### [Input data]
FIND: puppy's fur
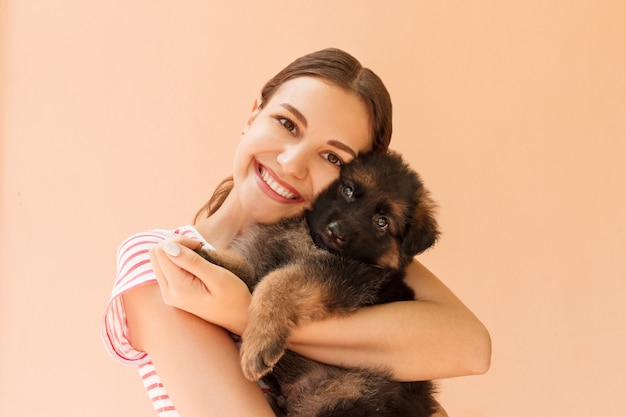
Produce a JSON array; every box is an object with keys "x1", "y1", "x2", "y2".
[{"x1": 199, "y1": 151, "x2": 440, "y2": 417}]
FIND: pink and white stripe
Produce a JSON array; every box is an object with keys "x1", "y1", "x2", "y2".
[{"x1": 101, "y1": 226, "x2": 209, "y2": 416}]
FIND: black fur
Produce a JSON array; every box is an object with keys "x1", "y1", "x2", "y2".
[{"x1": 198, "y1": 151, "x2": 440, "y2": 417}]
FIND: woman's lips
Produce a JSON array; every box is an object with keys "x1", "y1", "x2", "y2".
[{"x1": 254, "y1": 161, "x2": 304, "y2": 204}]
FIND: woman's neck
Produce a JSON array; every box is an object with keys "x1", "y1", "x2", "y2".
[{"x1": 193, "y1": 193, "x2": 252, "y2": 250}]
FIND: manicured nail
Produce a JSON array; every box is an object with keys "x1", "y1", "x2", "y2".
[{"x1": 163, "y1": 241, "x2": 181, "y2": 256}]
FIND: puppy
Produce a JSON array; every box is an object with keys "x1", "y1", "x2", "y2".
[{"x1": 198, "y1": 151, "x2": 440, "y2": 417}]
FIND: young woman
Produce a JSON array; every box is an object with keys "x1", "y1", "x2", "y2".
[{"x1": 102, "y1": 48, "x2": 491, "y2": 417}]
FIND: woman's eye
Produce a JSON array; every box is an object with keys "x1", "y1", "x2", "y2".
[
  {"x1": 278, "y1": 117, "x2": 298, "y2": 135},
  {"x1": 322, "y1": 152, "x2": 343, "y2": 166}
]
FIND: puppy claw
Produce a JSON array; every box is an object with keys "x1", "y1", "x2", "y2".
[
  {"x1": 241, "y1": 353, "x2": 269, "y2": 381},
  {"x1": 241, "y1": 349, "x2": 284, "y2": 381},
  {"x1": 240, "y1": 337, "x2": 287, "y2": 381}
]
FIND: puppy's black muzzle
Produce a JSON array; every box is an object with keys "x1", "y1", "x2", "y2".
[{"x1": 326, "y1": 221, "x2": 346, "y2": 246}]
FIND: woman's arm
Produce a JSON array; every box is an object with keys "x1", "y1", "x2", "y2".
[
  {"x1": 288, "y1": 260, "x2": 491, "y2": 381},
  {"x1": 122, "y1": 283, "x2": 276, "y2": 417},
  {"x1": 157, "y1": 240, "x2": 491, "y2": 382},
  {"x1": 110, "y1": 234, "x2": 276, "y2": 417}
]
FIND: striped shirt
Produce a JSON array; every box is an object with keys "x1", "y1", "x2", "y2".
[{"x1": 101, "y1": 226, "x2": 211, "y2": 416}]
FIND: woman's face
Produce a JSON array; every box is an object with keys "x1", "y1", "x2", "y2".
[{"x1": 233, "y1": 76, "x2": 372, "y2": 224}]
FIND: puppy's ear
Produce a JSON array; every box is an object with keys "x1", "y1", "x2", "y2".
[{"x1": 402, "y1": 192, "x2": 440, "y2": 257}]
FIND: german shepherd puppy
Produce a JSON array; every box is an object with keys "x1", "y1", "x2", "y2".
[{"x1": 198, "y1": 151, "x2": 440, "y2": 417}]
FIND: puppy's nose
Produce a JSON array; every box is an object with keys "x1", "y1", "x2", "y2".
[{"x1": 327, "y1": 221, "x2": 346, "y2": 245}]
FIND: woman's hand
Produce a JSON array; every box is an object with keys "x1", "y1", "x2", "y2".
[{"x1": 149, "y1": 237, "x2": 251, "y2": 334}]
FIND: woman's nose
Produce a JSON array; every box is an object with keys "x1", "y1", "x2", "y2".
[{"x1": 277, "y1": 144, "x2": 309, "y2": 179}]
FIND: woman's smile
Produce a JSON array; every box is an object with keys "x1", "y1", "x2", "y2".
[{"x1": 254, "y1": 160, "x2": 305, "y2": 204}]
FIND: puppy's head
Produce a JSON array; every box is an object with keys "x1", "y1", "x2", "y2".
[{"x1": 306, "y1": 151, "x2": 440, "y2": 270}]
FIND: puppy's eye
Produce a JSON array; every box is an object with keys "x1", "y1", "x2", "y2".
[
  {"x1": 342, "y1": 186, "x2": 354, "y2": 198},
  {"x1": 376, "y1": 216, "x2": 389, "y2": 231}
]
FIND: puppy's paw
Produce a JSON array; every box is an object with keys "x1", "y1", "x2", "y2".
[
  {"x1": 195, "y1": 248, "x2": 256, "y2": 287},
  {"x1": 240, "y1": 330, "x2": 287, "y2": 381}
]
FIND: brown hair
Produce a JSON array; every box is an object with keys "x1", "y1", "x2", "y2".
[{"x1": 194, "y1": 48, "x2": 393, "y2": 223}]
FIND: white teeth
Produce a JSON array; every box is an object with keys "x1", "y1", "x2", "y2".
[{"x1": 261, "y1": 168, "x2": 298, "y2": 199}]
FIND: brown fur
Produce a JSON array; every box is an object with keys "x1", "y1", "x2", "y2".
[{"x1": 198, "y1": 151, "x2": 440, "y2": 417}]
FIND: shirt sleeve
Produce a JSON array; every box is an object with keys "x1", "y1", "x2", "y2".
[{"x1": 101, "y1": 229, "x2": 177, "y2": 364}]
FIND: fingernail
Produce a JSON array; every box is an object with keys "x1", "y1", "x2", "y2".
[{"x1": 163, "y1": 241, "x2": 181, "y2": 256}]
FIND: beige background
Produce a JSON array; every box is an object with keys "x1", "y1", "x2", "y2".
[{"x1": 1, "y1": 1, "x2": 625, "y2": 416}]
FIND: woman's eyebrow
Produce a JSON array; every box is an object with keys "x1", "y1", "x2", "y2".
[
  {"x1": 280, "y1": 103, "x2": 357, "y2": 158},
  {"x1": 280, "y1": 103, "x2": 308, "y2": 128},
  {"x1": 327, "y1": 140, "x2": 357, "y2": 158}
]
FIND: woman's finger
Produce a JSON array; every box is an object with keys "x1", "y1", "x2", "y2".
[
  {"x1": 149, "y1": 245, "x2": 169, "y2": 289},
  {"x1": 160, "y1": 241, "x2": 225, "y2": 289},
  {"x1": 169, "y1": 235, "x2": 205, "y2": 250},
  {"x1": 151, "y1": 241, "x2": 209, "y2": 307}
]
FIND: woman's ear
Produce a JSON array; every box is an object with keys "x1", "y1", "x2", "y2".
[{"x1": 242, "y1": 98, "x2": 262, "y2": 134}]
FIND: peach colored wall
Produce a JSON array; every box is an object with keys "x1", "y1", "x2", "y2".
[{"x1": 1, "y1": 1, "x2": 625, "y2": 416}]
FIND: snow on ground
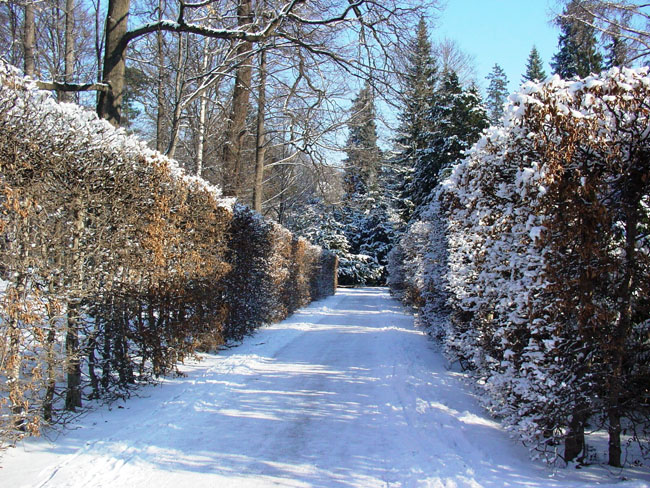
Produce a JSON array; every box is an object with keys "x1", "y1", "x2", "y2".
[{"x1": 1, "y1": 288, "x2": 649, "y2": 487}]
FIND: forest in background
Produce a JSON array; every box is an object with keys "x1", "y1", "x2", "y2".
[{"x1": 1, "y1": 0, "x2": 650, "y2": 470}]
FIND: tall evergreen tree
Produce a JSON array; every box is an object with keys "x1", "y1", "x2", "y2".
[
  {"x1": 344, "y1": 81, "x2": 381, "y2": 197},
  {"x1": 485, "y1": 63, "x2": 509, "y2": 125},
  {"x1": 522, "y1": 46, "x2": 547, "y2": 83},
  {"x1": 394, "y1": 17, "x2": 438, "y2": 222},
  {"x1": 409, "y1": 70, "x2": 488, "y2": 219},
  {"x1": 551, "y1": 0, "x2": 603, "y2": 78},
  {"x1": 308, "y1": 80, "x2": 396, "y2": 286}
]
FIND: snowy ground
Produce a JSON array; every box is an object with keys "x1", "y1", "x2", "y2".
[{"x1": 1, "y1": 288, "x2": 649, "y2": 487}]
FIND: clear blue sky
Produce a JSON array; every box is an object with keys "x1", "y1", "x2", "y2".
[{"x1": 432, "y1": 0, "x2": 561, "y2": 93}]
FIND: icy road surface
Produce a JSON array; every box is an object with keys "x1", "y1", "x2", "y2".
[{"x1": 2, "y1": 288, "x2": 649, "y2": 487}]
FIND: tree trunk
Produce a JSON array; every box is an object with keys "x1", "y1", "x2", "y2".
[
  {"x1": 61, "y1": 0, "x2": 76, "y2": 102},
  {"x1": 165, "y1": 32, "x2": 186, "y2": 159},
  {"x1": 23, "y1": 1, "x2": 36, "y2": 77},
  {"x1": 196, "y1": 38, "x2": 211, "y2": 177},
  {"x1": 7, "y1": 276, "x2": 27, "y2": 431},
  {"x1": 155, "y1": 0, "x2": 167, "y2": 153},
  {"x1": 607, "y1": 175, "x2": 642, "y2": 467},
  {"x1": 87, "y1": 332, "x2": 100, "y2": 399},
  {"x1": 43, "y1": 324, "x2": 57, "y2": 422},
  {"x1": 96, "y1": 0, "x2": 130, "y2": 126},
  {"x1": 43, "y1": 276, "x2": 59, "y2": 422},
  {"x1": 65, "y1": 301, "x2": 82, "y2": 410},
  {"x1": 65, "y1": 202, "x2": 85, "y2": 411},
  {"x1": 564, "y1": 406, "x2": 586, "y2": 463},
  {"x1": 221, "y1": 0, "x2": 253, "y2": 197},
  {"x1": 253, "y1": 48, "x2": 267, "y2": 212},
  {"x1": 94, "y1": 0, "x2": 104, "y2": 85}
]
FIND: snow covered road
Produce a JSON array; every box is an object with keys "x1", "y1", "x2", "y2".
[{"x1": 2, "y1": 288, "x2": 648, "y2": 487}]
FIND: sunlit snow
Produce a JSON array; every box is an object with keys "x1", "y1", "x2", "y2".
[{"x1": 1, "y1": 289, "x2": 648, "y2": 487}]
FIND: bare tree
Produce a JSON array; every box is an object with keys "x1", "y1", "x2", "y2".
[
  {"x1": 221, "y1": 0, "x2": 254, "y2": 197},
  {"x1": 253, "y1": 47, "x2": 268, "y2": 212},
  {"x1": 432, "y1": 37, "x2": 477, "y2": 86}
]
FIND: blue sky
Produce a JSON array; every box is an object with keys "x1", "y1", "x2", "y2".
[{"x1": 431, "y1": 0, "x2": 561, "y2": 92}]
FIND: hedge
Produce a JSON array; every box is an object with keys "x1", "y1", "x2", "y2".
[{"x1": 0, "y1": 61, "x2": 337, "y2": 447}]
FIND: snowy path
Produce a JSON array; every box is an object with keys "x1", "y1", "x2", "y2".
[{"x1": 2, "y1": 288, "x2": 648, "y2": 487}]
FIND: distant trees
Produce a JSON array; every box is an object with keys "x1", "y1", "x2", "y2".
[
  {"x1": 344, "y1": 81, "x2": 382, "y2": 196},
  {"x1": 522, "y1": 45, "x2": 547, "y2": 83},
  {"x1": 288, "y1": 78, "x2": 403, "y2": 286},
  {"x1": 485, "y1": 63, "x2": 509, "y2": 124}
]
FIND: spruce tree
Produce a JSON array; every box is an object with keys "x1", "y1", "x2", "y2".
[
  {"x1": 551, "y1": 0, "x2": 603, "y2": 78},
  {"x1": 344, "y1": 81, "x2": 381, "y2": 197},
  {"x1": 522, "y1": 46, "x2": 547, "y2": 83},
  {"x1": 394, "y1": 16, "x2": 438, "y2": 222},
  {"x1": 409, "y1": 70, "x2": 488, "y2": 218},
  {"x1": 485, "y1": 63, "x2": 509, "y2": 125}
]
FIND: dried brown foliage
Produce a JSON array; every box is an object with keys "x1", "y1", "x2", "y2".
[{"x1": 0, "y1": 63, "x2": 337, "y2": 448}]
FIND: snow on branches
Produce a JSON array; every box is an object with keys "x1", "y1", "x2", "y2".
[
  {"x1": 0, "y1": 61, "x2": 337, "y2": 448},
  {"x1": 391, "y1": 67, "x2": 650, "y2": 466}
]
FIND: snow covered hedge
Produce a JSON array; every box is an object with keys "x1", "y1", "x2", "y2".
[
  {"x1": 390, "y1": 68, "x2": 650, "y2": 466},
  {"x1": 0, "y1": 62, "x2": 337, "y2": 447}
]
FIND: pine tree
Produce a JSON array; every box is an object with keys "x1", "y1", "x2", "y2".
[
  {"x1": 522, "y1": 46, "x2": 547, "y2": 83},
  {"x1": 485, "y1": 63, "x2": 509, "y2": 125},
  {"x1": 551, "y1": 0, "x2": 603, "y2": 78},
  {"x1": 394, "y1": 17, "x2": 438, "y2": 222},
  {"x1": 344, "y1": 81, "x2": 381, "y2": 197}
]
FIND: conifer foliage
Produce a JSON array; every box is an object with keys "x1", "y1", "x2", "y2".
[
  {"x1": 344, "y1": 81, "x2": 382, "y2": 196},
  {"x1": 393, "y1": 18, "x2": 489, "y2": 223},
  {"x1": 394, "y1": 17, "x2": 438, "y2": 221},
  {"x1": 552, "y1": 0, "x2": 603, "y2": 78},
  {"x1": 407, "y1": 70, "x2": 488, "y2": 220},
  {"x1": 390, "y1": 68, "x2": 650, "y2": 467},
  {"x1": 522, "y1": 46, "x2": 547, "y2": 83},
  {"x1": 485, "y1": 63, "x2": 509, "y2": 124}
]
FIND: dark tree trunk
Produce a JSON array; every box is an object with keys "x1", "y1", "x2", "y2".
[
  {"x1": 65, "y1": 301, "x2": 83, "y2": 411},
  {"x1": 23, "y1": 1, "x2": 36, "y2": 76},
  {"x1": 607, "y1": 160, "x2": 644, "y2": 467},
  {"x1": 61, "y1": 0, "x2": 76, "y2": 102},
  {"x1": 564, "y1": 406, "x2": 586, "y2": 463},
  {"x1": 253, "y1": 48, "x2": 267, "y2": 212},
  {"x1": 221, "y1": 0, "x2": 254, "y2": 197},
  {"x1": 96, "y1": 0, "x2": 130, "y2": 126},
  {"x1": 43, "y1": 323, "x2": 57, "y2": 422},
  {"x1": 65, "y1": 202, "x2": 85, "y2": 411}
]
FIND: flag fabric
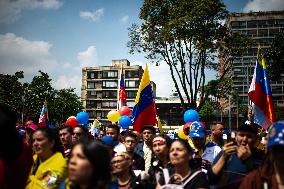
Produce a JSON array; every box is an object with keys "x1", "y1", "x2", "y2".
[
  {"x1": 132, "y1": 64, "x2": 157, "y2": 132},
  {"x1": 118, "y1": 67, "x2": 127, "y2": 109},
  {"x1": 248, "y1": 57, "x2": 276, "y2": 129},
  {"x1": 38, "y1": 98, "x2": 48, "y2": 127}
]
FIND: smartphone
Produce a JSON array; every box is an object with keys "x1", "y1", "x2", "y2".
[{"x1": 227, "y1": 137, "x2": 236, "y2": 145}]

### [What is expected]
Retype the portion of the data above that starts on the line with "FIND: blue sky" and finishes on the line with "FIND: snowy path", including both of those lines.

### [Answer section]
FIND: blue sky
Produce a JSON array; every box is an object with keys "x1", "y1", "x2", "y2".
[{"x1": 431, "y1": 0, "x2": 561, "y2": 92}]
FIND: hedge
Produce a JSON array; every box is an object with keys "x1", "y1", "x2", "y2".
[{"x1": 0, "y1": 61, "x2": 337, "y2": 447}]
FIND: snowy path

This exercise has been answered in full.